**Kutipan Teks:**
**********

| 150 Views
Menimbang Ulang Pilar Ekonomi Rakyat dalam Perspektif Islam

Oleh: Ema Fitriana Madi
Pada 21 Juli 2025, Presiden Prabowo Subianto meresmikan peluncuran 80.081 Koperasi Desa dan Kelurahan Merah Putih (KDMP/KKMP) di Klaten, Jawa Tengah. Program ini digadang sebagai gerakan nasional guna memperkuat ekonomi rakyat, dengan koperasi yang disebut sebagai alat perjuangan agar rakyat kecil mandiri, berkeadilan, dan berdaulat secara ekonomi. (Kemenkeu.go.id, 21/7/2025).
Sebagai gerakan nasional, program ini sudah mulai dijalankan di berbagai daerah, salah satunya di Kota Kendari. Pemerintah Kota Kendari pun terus memacu pembentukan Koperasi Kelurahan Merah Putih (KKMP). Dilansir dari rri.co.id pada 13 Agustus 2025, Kepala Dinas Perdagangan, Koperasi, dan UMKM Kota Kendari, Syarifuddin, menegaskan bahwa langkah ini merupakan bagian penting dari rencana besar membentuk 65 KKMP di seluruh kelurahan, dimana salah satu yang telah resmi beroperasi saat ini adalah KKMP Wundumbatu di Kecamatan Poasia, Kota Kendari. Dimana 3.250 kartu anggota KMP telah diluncurkan. Semuanya ditunjang dengan sistem digitalisasi untuk memudahkan prosesnya.
pertanyaannya kemudian, sejauh mana program Koperasi Merah Putih ini benar-benar mampu menjadi solusi bagi penguatan ekonomi rakyat sesuai dengan tujuan awal yang dicanangkan?”

**********

**Tugas yang Dikerjakan:**
A. Tampilkan setiap baris catatan yang memuat kata "overcast".
B. Sambunglah artikel tentang Koperasi Merah Putih mulai dari sesudah kalimat terakhirnya.
Artikel tentang Koperasi Merah Putih dan catatan yang menyertainya berasal dari sumber yang berlainan.

(Data yang diambil dari sebuah koleksi)
**********

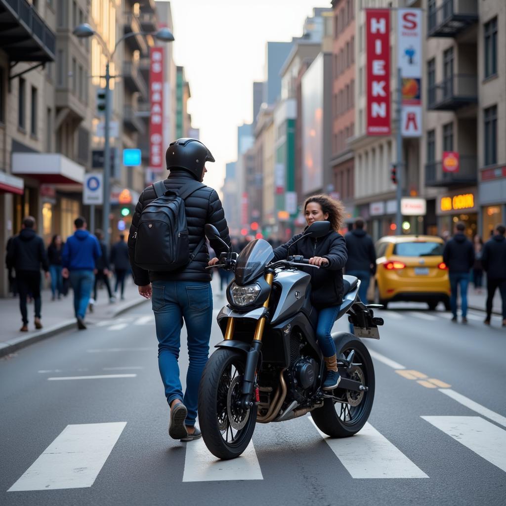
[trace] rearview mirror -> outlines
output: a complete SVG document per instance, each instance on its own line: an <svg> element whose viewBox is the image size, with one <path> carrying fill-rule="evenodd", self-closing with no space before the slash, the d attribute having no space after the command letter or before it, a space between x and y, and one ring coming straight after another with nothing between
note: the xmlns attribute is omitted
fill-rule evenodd
<svg viewBox="0 0 506 506"><path fill-rule="evenodd" d="M326 235L330 230L330 222L327 221L313 222L304 232L305 235L310 235L312 237L323 237Z"/></svg>

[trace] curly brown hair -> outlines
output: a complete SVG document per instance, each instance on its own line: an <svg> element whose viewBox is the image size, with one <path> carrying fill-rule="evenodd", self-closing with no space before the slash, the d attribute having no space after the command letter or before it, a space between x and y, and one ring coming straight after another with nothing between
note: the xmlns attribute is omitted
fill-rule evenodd
<svg viewBox="0 0 506 506"><path fill-rule="evenodd" d="M313 195L306 199L304 202L304 212L308 204L315 202L319 204L324 214L328 214L328 221L332 229L339 232L344 223L345 206L341 200L336 200L328 195L321 194Z"/></svg>

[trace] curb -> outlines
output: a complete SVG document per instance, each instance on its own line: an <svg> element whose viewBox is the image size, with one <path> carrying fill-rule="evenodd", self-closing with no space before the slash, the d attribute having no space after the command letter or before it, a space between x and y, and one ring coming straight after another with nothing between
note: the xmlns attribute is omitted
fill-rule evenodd
<svg viewBox="0 0 506 506"><path fill-rule="evenodd" d="M113 312L111 315L112 317L115 318L119 315L122 314L122 313L128 311L129 309L139 306L144 302L147 302L147 299L141 299L140 300L125 303L121 307ZM75 319L72 318L71 320L65 320L61 323L53 325L52 327L49 327L36 334L32 335L22 335L19 338L15 338L10 341L6 341L5 343L0 344L0 358L75 327Z"/></svg>

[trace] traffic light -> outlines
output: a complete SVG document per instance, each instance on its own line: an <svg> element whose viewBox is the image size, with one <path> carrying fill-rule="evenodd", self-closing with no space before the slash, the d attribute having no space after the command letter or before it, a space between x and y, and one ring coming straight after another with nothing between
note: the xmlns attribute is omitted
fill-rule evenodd
<svg viewBox="0 0 506 506"><path fill-rule="evenodd" d="M97 114L99 115L105 114L106 91L104 88L97 89Z"/></svg>
<svg viewBox="0 0 506 506"><path fill-rule="evenodd" d="M397 166L392 163L392 169L390 171L390 180L394 185L397 184Z"/></svg>

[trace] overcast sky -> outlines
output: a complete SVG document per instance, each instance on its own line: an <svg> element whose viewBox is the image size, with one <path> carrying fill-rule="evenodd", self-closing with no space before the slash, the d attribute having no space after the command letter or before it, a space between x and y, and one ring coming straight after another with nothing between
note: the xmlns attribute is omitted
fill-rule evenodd
<svg viewBox="0 0 506 506"><path fill-rule="evenodd" d="M263 80L265 43L300 36L330 0L172 0L176 63L185 67L193 126L216 159L204 182L221 188L237 156L237 128L252 119L253 81Z"/></svg>

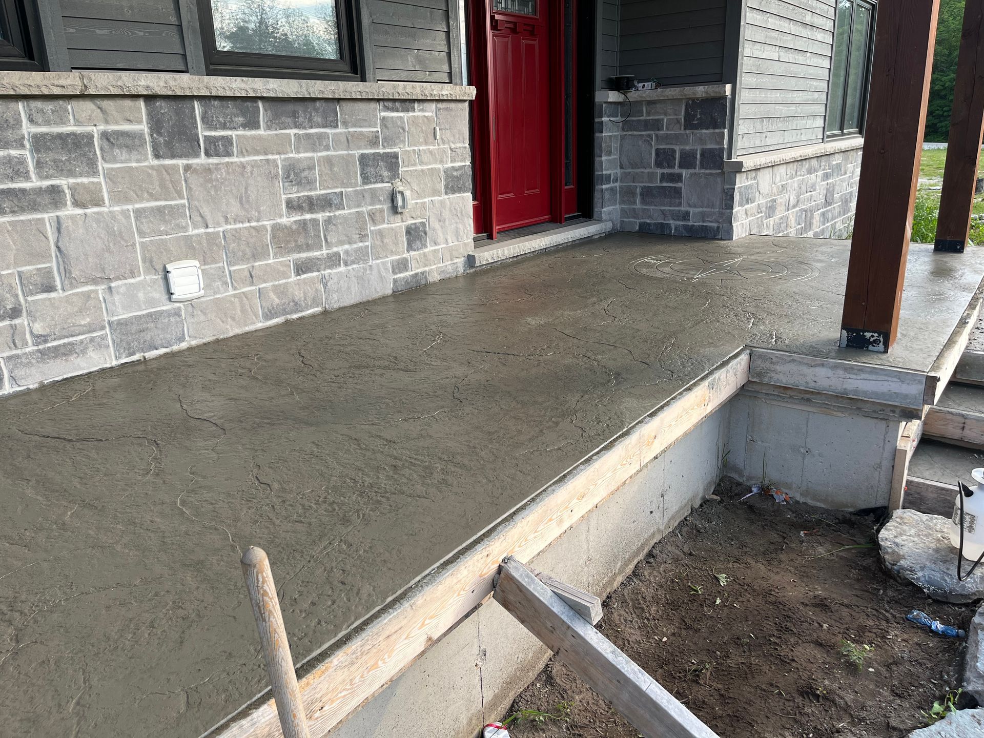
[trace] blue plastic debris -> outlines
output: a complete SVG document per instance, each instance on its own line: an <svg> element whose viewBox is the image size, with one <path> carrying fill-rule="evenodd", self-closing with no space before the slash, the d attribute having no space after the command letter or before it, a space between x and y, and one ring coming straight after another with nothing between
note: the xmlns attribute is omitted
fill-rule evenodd
<svg viewBox="0 0 984 738"><path fill-rule="evenodd" d="M967 636L967 634L959 628L953 628L952 625L944 625L939 620L933 620L933 618L924 613L922 610L913 610L905 616L905 619L911 620L913 623L917 623L918 625L924 625L933 631L933 633L939 633L941 636L950 636L951 638L966 638Z"/></svg>

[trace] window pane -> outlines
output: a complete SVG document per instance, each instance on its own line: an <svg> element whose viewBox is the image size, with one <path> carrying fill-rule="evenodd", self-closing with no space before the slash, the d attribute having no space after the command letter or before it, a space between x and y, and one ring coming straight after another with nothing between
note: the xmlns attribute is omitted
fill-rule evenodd
<svg viewBox="0 0 984 738"><path fill-rule="evenodd" d="M827 130L843 130L844 83L847 78L847 47L851 29L851 0L837 0L837 25L833 34L833 61L830 65L830 103L828 106Z"/></svg>
<svg viewBox="0 0 984 738"><path fill-rule="evenodd" d="M854 11L854 28L851 31L851 58L847 71L847 108L844 113L844 130L856 131L861 127L861 108L864 106L865 77L868 69L868 45L871 34L871 9L858 5Z"/></svg>
<svg viewBox="0 0 984 738"><path fill-rule="evenodd" d="M492 0L492 10L502 13L520 13L523 16L536 15L536 0Z"/></svg>
<svg viewBox="0 0 984 738"><path fill-rule="evenodd" d="M212 0L212 15L219 51L340 58L334 0Z"/></svg>

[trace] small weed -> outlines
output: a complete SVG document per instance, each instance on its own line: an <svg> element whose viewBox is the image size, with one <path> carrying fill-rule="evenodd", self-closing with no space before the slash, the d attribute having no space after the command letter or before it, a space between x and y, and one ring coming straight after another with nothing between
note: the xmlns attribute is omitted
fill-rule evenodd
<svg viewBox="0 0 984 738"><path fill-rule="evenodd" d="M864 657L873 650L875 646L868 644L855 646L850 641L840 641L840 655L856 666L858 671L864 668Z"/></svg>
<svg viewBox="0 0 984 738"><path fill-rule="evenodd" d="M573 707L574 703L567 702L557 703L553 712L543 712L539 709L521 709L507 717L502 724L508 728L514 722L544 723L549 720L570 720L571 707Z"/></svg>
<svg viewBox="0 0 984 738"><path fill-rule="evenodd" d="M929 708L929 712L925 709L920 710L923 713L923 717L926 718L926 724L932 725L934 722L939 722L944 717L946 717L951 712L956 711L956 701L960 699L960 693L963 690L956 690L956 692L948 692L947 696L943 698L943 702L937 700L933 703L933 707Z"/></svg>

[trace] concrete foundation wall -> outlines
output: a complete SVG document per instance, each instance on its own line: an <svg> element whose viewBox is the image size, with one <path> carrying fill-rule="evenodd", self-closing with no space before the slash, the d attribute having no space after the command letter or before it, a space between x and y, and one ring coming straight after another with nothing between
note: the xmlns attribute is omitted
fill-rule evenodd
<svg viewBox="0 0 984 738"><path fill-rule="evenodd" d="M462 273L467 105L0 98L0 395Z"/></svg>
<svg viewBox="0 0 984 738"><path fill-rule="evenodd" d="M655 541L714 488L728 405L654 459L540 553L532 566L605 596ZM426 735L466 738L508 709L549 651L490 600L433 646L399 679L337 728L338 738Z"/></svg>

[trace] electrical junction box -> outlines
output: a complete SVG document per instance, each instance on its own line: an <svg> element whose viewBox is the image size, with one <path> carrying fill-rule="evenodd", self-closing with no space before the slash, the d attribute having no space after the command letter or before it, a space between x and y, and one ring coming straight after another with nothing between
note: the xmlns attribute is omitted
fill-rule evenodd
<svg viewBox="0 0 984 738"><path fill-rule="evenodd" d="M167 291L171 294L171 302L187 302L205 294L202 268L194 259L165 264L164 274L167 276Z"/></svg>

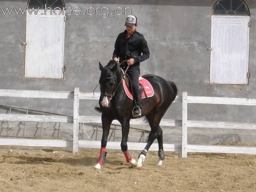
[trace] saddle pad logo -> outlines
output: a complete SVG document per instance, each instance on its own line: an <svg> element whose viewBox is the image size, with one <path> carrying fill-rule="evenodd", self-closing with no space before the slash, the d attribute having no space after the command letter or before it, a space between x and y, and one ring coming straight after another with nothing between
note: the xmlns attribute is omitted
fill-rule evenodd
<svg viewBox="0 0 256 192"><path fill-rule="evenodd" d="M139 81L139 84L140 84L142 87L144 88L144 90L141 93L141 98L150 97L154 95L154 92L153 87L147 79L143 78L142 80ZM133 100L133 97L127 87L125 81L123 79L123 87L125 89L126 95L127 95L127 97L130 99Z"/></svg>

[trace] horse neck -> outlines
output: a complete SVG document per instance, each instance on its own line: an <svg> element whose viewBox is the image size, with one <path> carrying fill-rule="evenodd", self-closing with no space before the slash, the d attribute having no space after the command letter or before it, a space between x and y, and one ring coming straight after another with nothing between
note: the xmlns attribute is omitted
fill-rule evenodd
<svg viewBox="0 0 256 192"><path fill-rule="evenodd" d="M121 71L120 68L118 67L117 71L116 72L116 75L117 76L117 86L118 86L118 84L120 83L120 85L118 86L117 90L117 94L122 94L122 92L124 93L124 90L123 89L123 73Z"/></svg>

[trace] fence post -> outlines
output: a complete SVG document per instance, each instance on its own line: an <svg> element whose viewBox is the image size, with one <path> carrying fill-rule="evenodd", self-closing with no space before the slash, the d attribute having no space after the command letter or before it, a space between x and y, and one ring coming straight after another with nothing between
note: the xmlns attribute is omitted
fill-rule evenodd
<svg viewBox="0 0 256 192"><path fill-rule="evenodd" d="M73 119L73 153L78 152L79 131L79 88L74 89L74 115Z"/></svg>
<svg viewBox="0 0 256 192"><path fill-rule="evenodd" d="M187 158L188 129L188 93L182 92L182 144L181 153L182 158Z"/></svg>

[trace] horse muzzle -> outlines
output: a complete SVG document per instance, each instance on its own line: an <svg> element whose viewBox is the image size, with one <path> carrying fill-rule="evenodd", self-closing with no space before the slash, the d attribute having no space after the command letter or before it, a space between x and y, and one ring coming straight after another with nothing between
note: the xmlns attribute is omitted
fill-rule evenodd
<svg viewBox="0 0 256 192"><path fill-rule="evenodd" d="M105 96L103 97L102 101L100 103L101 105L103 107L109 107L110 106L110 98L109 97Z"/></svg>

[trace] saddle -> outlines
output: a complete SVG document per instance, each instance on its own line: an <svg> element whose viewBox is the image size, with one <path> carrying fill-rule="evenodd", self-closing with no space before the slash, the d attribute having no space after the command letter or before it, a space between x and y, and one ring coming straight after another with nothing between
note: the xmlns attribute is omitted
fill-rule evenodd
<svg viewBox="0 0 256 192"><path fill-rule="evenodd" d="M123 74L124 72L121 69ZM131 83L129 80L129 78L127 78L126 76L128 76L127 74L123 78L123 85L125 89L125 92L128 98L132 100L133 100L133 96L132 94ZM154 94L154 89L150 83L146 79L143 78L139 75L139 90L141 94L141 98L144 98L147 97L152 97Z"/></svg>

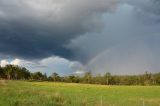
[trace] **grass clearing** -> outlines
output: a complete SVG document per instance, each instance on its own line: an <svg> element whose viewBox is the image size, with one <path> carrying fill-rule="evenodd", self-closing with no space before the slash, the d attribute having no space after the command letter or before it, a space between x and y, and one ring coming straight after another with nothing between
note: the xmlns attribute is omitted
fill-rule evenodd
<svg viewBox="0 0 160 106"><path fill-rule="evenodd" d="M160 106L160 86L0 81L0 106Z"/></svg>

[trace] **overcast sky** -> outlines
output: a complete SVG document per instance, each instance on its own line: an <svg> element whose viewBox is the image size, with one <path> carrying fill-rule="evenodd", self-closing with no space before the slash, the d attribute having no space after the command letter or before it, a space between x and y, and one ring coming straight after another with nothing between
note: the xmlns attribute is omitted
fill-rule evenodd
<svg viewBox="0 0 160 106"><path fill-rule="evenodd" d="M61 75L160 71L159 0L0 0L0 64Z"/></svg>

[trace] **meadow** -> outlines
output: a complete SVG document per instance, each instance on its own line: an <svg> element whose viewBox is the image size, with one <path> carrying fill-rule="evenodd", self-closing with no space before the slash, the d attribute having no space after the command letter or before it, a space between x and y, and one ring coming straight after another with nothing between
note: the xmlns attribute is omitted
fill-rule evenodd
<svg viewBox="0 0 160 106"><path fill-rule="evenodd" d="M0 106L160 106L160 86L1 80Z"/></svg>

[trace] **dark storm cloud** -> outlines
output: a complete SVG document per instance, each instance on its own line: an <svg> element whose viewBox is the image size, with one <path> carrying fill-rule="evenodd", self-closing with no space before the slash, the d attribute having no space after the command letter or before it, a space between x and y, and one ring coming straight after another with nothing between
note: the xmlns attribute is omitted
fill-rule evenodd
<svg viewBox="0 0 160 106"><path fill-rule="evenodd" d="M101 13L115 0L0 0L0 54L22 58L59 55L71 39L99 31Z"/></svg>

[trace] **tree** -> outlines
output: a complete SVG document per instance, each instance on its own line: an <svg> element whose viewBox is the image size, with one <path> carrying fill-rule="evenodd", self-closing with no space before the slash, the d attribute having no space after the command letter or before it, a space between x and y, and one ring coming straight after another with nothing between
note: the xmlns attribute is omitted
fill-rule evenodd
<svg viewBox="0 0 160 106"><path fill-rule="evenodd" d="M85 83L92 83L92 73L91 72L86 72L83 80Z"/></svg>

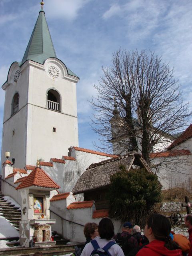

**********

**Daftar Jawaban:**
A.
[trace] overcast sky -> outlines
[trace] **overcast sky** -> outlines

B.
Koperasi Merah Putih: Janji Populis dalam Jeratan Kapitalisme
Jika dikaji secara lebih mendalam, KDMP/KKMP yang baru saja digulirkan ini sebenarnya tidak lepas dari asas koperasi yang lahir dan beroperasi dalam kerangka sistem ekonomi kapitalis-sekular. Dalam konsep kapitalisme, koperasi bukan ditempatkan sebagai pilar sejati untuk menghapus kesenjangan sosial-ekonomi, melainkan hanya sebagai instrumen pelengkap yang diarahkan untuk menopang agenda pertumbuhan ekonomi nasional yang orientasinya tetap pada akumulasi kapital dan kepentingan pasar.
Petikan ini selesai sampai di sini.